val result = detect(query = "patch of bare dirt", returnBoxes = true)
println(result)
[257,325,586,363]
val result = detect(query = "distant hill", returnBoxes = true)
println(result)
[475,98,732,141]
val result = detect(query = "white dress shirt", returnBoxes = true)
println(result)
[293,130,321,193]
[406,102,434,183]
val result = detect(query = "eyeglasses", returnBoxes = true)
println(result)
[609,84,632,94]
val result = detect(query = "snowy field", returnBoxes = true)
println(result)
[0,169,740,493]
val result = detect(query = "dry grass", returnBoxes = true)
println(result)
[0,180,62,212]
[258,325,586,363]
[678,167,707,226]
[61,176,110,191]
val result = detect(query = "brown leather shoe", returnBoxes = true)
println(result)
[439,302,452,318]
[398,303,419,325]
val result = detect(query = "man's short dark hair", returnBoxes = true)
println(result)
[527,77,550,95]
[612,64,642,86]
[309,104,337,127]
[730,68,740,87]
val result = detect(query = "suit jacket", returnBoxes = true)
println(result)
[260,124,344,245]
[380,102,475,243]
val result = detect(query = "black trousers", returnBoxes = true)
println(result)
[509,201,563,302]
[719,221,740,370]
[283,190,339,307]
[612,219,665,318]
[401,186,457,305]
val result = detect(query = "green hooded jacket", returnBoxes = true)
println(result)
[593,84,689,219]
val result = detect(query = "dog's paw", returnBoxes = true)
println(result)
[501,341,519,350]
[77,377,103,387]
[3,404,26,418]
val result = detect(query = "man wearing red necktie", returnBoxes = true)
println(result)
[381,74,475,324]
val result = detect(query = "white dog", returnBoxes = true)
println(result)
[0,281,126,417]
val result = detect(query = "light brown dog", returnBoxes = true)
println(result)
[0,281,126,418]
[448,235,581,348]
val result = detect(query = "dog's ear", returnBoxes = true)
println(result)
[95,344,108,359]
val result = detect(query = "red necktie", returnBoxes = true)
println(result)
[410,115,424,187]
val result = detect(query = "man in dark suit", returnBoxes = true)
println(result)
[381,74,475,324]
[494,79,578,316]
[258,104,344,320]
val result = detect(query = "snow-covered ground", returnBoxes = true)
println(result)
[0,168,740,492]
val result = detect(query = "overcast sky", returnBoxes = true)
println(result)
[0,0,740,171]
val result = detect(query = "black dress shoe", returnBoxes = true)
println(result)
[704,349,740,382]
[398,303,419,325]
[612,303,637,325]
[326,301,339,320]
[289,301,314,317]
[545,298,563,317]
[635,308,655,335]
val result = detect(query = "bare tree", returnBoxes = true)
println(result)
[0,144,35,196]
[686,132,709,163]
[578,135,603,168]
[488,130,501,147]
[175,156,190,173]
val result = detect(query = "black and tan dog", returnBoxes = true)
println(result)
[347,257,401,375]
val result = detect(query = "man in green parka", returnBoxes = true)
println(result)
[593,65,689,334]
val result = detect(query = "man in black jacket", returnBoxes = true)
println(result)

---

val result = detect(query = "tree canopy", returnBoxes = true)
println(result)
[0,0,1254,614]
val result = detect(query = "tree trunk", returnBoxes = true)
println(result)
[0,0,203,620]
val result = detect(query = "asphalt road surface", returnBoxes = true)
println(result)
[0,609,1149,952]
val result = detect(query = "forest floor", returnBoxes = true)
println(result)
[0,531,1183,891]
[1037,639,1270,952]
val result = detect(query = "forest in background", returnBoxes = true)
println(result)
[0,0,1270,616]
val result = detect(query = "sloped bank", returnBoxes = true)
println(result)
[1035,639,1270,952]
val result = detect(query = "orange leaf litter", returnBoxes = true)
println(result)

YOUR INSTRUCTIONS
Pick out each line of the records that contains the string "suit", treating uppercase and lowercase letters as distinct.

THE OUTPUT
val result = detect(query = "suit jacket", returnBoxes = true)
val result = detect(query = "man in dark suit", returnBoxes = true)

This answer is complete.